_Problem description_: Give all of the lines again, with nothing added or dropped.

_Given records_:
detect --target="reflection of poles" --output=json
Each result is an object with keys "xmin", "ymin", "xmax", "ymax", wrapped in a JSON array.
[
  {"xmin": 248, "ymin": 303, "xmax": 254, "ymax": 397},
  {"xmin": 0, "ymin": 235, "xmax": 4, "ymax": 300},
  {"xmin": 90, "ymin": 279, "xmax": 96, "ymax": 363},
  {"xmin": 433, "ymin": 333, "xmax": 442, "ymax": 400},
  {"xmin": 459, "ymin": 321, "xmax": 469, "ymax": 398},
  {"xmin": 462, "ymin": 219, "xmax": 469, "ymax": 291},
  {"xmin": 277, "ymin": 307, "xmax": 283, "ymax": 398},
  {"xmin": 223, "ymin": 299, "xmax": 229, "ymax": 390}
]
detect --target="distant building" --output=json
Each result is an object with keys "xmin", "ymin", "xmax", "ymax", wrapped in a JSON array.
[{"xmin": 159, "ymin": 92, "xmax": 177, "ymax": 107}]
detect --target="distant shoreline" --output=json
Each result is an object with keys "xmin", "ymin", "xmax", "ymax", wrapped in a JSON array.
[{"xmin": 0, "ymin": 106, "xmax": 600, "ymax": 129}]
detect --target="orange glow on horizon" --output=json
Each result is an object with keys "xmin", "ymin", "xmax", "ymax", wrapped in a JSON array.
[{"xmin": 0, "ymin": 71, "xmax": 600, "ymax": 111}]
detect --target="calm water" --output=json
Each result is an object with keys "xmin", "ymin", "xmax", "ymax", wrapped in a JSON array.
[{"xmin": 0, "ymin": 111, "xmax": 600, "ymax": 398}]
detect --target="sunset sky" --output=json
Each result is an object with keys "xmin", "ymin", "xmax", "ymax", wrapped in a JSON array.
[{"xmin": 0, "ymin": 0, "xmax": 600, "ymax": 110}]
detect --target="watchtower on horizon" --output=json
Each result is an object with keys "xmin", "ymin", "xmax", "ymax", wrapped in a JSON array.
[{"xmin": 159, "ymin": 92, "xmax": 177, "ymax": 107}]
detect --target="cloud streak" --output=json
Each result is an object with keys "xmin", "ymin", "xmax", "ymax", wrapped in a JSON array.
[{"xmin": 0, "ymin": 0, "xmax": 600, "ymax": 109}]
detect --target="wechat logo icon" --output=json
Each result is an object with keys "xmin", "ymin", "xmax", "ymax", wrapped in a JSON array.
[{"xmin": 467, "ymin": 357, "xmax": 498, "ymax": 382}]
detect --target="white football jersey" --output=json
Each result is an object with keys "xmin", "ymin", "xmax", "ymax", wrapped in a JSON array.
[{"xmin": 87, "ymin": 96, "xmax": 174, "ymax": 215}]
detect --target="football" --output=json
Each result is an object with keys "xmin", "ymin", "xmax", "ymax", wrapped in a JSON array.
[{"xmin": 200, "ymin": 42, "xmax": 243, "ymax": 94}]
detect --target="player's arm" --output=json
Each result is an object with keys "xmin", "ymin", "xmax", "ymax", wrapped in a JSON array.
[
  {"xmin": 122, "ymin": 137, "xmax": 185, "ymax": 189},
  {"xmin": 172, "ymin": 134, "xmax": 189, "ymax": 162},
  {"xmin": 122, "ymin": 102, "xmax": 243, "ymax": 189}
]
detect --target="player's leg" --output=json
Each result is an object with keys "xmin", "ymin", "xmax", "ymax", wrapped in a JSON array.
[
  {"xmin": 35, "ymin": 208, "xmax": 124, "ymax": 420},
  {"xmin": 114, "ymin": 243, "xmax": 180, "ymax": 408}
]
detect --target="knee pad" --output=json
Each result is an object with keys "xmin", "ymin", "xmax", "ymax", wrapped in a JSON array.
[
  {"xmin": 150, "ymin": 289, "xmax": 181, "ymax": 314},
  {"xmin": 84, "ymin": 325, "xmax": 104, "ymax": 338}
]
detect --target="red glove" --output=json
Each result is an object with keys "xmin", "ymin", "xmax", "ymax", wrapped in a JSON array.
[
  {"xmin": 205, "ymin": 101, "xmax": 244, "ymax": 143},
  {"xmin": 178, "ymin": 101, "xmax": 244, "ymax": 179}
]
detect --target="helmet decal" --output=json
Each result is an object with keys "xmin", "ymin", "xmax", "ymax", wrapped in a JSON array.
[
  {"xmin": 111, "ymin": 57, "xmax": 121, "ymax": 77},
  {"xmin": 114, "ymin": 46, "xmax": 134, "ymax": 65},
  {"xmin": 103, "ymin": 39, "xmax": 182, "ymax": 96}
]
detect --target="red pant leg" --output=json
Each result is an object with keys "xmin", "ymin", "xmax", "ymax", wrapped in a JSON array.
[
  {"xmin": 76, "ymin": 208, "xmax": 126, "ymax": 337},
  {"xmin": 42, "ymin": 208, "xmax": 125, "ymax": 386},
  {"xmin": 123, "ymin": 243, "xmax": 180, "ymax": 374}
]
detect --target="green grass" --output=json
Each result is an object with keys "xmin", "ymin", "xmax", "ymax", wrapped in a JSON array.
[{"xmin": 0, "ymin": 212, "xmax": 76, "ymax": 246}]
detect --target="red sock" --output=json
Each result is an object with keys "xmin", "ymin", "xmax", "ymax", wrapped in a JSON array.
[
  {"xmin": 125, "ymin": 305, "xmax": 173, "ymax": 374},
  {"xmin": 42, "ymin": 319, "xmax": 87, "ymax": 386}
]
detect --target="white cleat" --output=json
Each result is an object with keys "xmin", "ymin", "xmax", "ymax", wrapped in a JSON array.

_Response to this exercise_:
detect --target="reflection of poles" --output=json
Each result is an object with keys "xmin", "ymin", "xmax", "ymax", wrapped in a JSON array.
[
  {"xmin": 248, "ymin": 303, "xmax": 254, "ymax": 397},
  {"xmin": 0, "ymin": 235, "xmax": 4, "ymax": 300},
  {"xmin": 90, "ymin": 279, "xmax": 96, "ymax": 363},
  {"xmin": 433, "ymin": 333, "xmax": 442, "ymax": 400},
  {"xmin": 459, "ymin": 321, "xmax": 469, "ymax": 398},
  {"xmin": 462, "ymin": 219, "xmax": 469, "ymax": 291},
  {"xmin": 277, "ymin": 307, "xmax": 283, "ymax": 398},
  {"xmin": 223, "ymin": 299, "xmax": 229, "ymax": 390}
]
detect --target="distant building" --output=json
Each result is an object with keys "xmin", "ymin", "xmax", "ymax", wrapped in a JSON array.
[{"xmin": 159, "ymin": 92, "xmax": 177, "ymax": 107}]
detect --target="distant shoreline" --output=json
Each result is an object with keys "xmin", "ymin", "xmax", "ymax", wrapped in a JSON array.
[{"xmin": 0, "ymin": 106, "xmax": 600, "ymax": 129}]
detect --target="orange glow on horizon" --output=json
Each result is an object with keys "xmin", "ymin", "xmax", "ymax", wrapped in a JSON array.
[{"xmin": 0, "ymin": 71, "xmax": 600, "ymax": 111}]
detect --target="calm water" --output=json
Each result is an object with keys "xmin", "ymin", "xmax", "ymax", wrapped in a JSON array.
[{"xmin": 0, "ymin": 111, "xmax": 600, "ymax": 398}]
detect --target="sunset sky" --output=json
Each result is an object with keys "xmin", "ymin", "xmax", "ymax", wrapped in a JSON array.
[{"xmin": 0, "ymin": 0, "xmax": 600, "ymax": 110}]
detect --target="watchtower on horizon" --output=json
Each result is an object with keys "xmin", "ymin", "xmax", "ymax", wrapped in a JSON array.
[{"xmin": 159, "ymin": 92, "xmax": 177, "ymax": 107}]
detect --target="cloud streak" --output=json
Each result is an object with keys "xmin", "ymin", "xmax", "ymax", wrapped in a JSON array.
[{"xmin": 0, "ymin": 0, "xmax": 600, "ymax": 109}]
detect --target="wechat logo icon" --output=json
Each result is an object with keys "xmin", "ymin", "xmax", "ymax", wrapped in a JSON array.
[{"xmin": 467, "ymin": 357, "xmax": 498, "ymax": 382}]
detect --target="white football jersey" --output=json
Each result is an object with keys "xmin", "ymin", "xmax", "ymax", wrapped in a JSON array.
[{"xmin": 87, "ymin": 96, "xmax": 174, "ymax": 215}]
detect --target="football" --output=json
Each result is an object with keys "xmin", "ymin", "xmax", "ymax", wrapped in a JSON array.
[{"xmin": 200, "ymin": 42, "xmax": 243, "ymax": 94}]
detect --target="player's arm" --output=json
Each result is an object with keys "xmin", "ymin", "xmax", "ymax", wrapped in a JSON array.
[
  {"xmin": 122, "ymin": 137, "xmax": 185, "ymax": 189},
  {"xmin": 172, "ymin": 134, "xmax": 189, "ymax": 162},
  {"xmin": 122, "ymin": 102, "xmax": 243, "ymax": 189}
]
detect --target="player's leg" --output=json
Each result is an object with keys "xmin", "ymin", "xmax", "ymax", wrapped in a JSON array.
[
  {"xmin": 35, "ymin": 208, "xmax": 124, "ymax": 420},
  {"xmin": 114, "ymin": 243, "xmax": 180, "ymax": 408}
]
detect --target="knee pad" --output=json
Each result is an object with keys "xmin", "ymin", "xmax", "ymax", wrapped in a JSON array.
[
  {"xmin": 150, "ymin": 289, "xmax": 181, "ymax": 314},
  {"xmin": 84, "ymin": 325, "xmax": 104, "ymax": 338}
]
detect --target="red glove" --output=json
Each result is an object with keys "xmin", "ymin", "xmax", "ymax", wrapped in a JSON array.
[
  {"xmin": 205, "ymin": 101, "xmax": 244, "ymax": 143},
  {"xmin": 178, "ymin": 101, "xmax": 244, "ymax": 179}
]
detect --target="helmet decal" --output=json
Each result is an object with keys "xmin", "ymin", "xmax", "ymax", wrapped in a JSON array.
[
  {"xmin": 111, "ymin": 57, "xmax": 121, "ymax": 77},
  {"xmin": 114, "ymin": 46, "xmax": 134, "ymax": 65},
  {"xmin": 103, "ymin": 39, "xmax": 182, "ymax": 96}
]
detect --target="red pant leg" --output=json
Each result is an object with keys "xmin", "ymin", "xmax", "ymax", wrapped in a JSON array.
[
  {"xmin": 76, "ymin": 208, "xmax": 126, "ymax": 337},
  {"xmin": 42, "ymin": 208, "xmax": 125, "ymax": 386},
  {"xmin": 123, "ymin": 243, "xmax": 180, "ymax": 374}
]
detect --target="green grass" --output=json
Each result is an object with keys "xmin", "ymin", "xmax", "ymax", wrapped in a JSON array.
[{"xmin": 0, "ymin": 212, "xmax": 76, "ymax": 246}]
detect --target="red sock" --output=json
Each result is an object with keys "xmin", "ymin", "xmax", "ymax", wrapped in a JSON array.
[
  {"xmin": 125, "ymin": 305, "xmax": 173, "ymax": 374},
  {"xmin": 42, "ymin": 319, "xmax": 87, "ymax": 386}
]
detect --target="white cleat" --output=json
Each result is an object with keys "xmin", "ymin", "xmax", "ymax", wrapped in a JSON array.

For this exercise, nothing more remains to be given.